→ **RECORDS TO PROCESS**
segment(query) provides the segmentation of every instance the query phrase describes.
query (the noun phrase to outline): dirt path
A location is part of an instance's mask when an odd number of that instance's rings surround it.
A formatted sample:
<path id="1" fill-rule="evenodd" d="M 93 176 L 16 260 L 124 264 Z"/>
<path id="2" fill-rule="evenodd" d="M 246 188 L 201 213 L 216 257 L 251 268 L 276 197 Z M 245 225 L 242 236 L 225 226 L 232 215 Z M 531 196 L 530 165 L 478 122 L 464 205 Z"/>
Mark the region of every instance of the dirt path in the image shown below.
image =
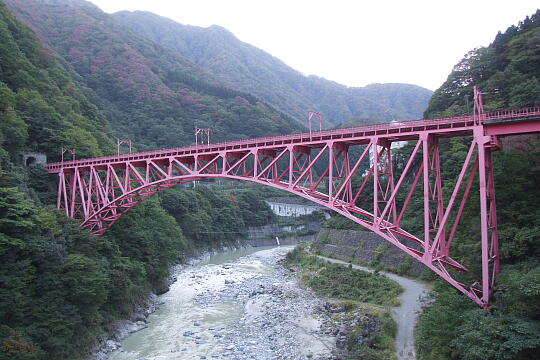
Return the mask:
<path id="1" fill-rule="evenodd" d="M 319 256 L 329 262 L 349 265 L 350 263 L 342 260 L 331 259 L 324 256 Z M 350 264 L 354 269 L 373 272 L 372 269 L 364 266 Z M 414 325 L 422 304 L 420 298 L 425 296 L 429 291 L 429 287 L 417 280 L 404 278 L 402 276 L 380 272 L 392 280 L 397 281 L 403 287 L 403 293 L 399 300 L 400 305 L 392 309 L 392 315 L 398 325 L 396 335 L 396 352 L 399 360 L 414 360 L 416 352 L 414 350 Z"/>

→ **STATED TASK**
Update the items starting at the top and ending at the line that contains "246 188 L 201" by replacing "dirt path" with "gravel road", and give those lines again with nothing else changed.

→ **THE RESULT**
segment(query) provides the segmentation of every instance the query phrase describes.
query (the noun phrase to outline): gravel road
A location is part of an instance's mask when an odd number of that instance's rings surround it.
A formatted sample:
<path id="1" fill-rule="evenodd" d="M 93 176 L 16 260 L 124 264 Z"/>
<path id="2" fill-rule="evenodd" d="M 246 188 L 201 213 L 216 257 L 251 268 L 276 197 Z M 245 225 L 242 236 L 225 226 L 232 215 Z M 531 196 L 530 165 L 478 122 L 464 205 Z"/>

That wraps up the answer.